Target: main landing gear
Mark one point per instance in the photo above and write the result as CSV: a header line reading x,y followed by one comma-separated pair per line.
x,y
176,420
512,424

^^^^^^^^

给定任务:
把上面的全部记录原样抄写一遍，不改动任何字符。

练习解答:
Target: main landing gear
Mark one point per instance in the photo above and write the result as CSV: a header line reading x,y followed by one comma-separated pair per line.
x,y
176,420
512,424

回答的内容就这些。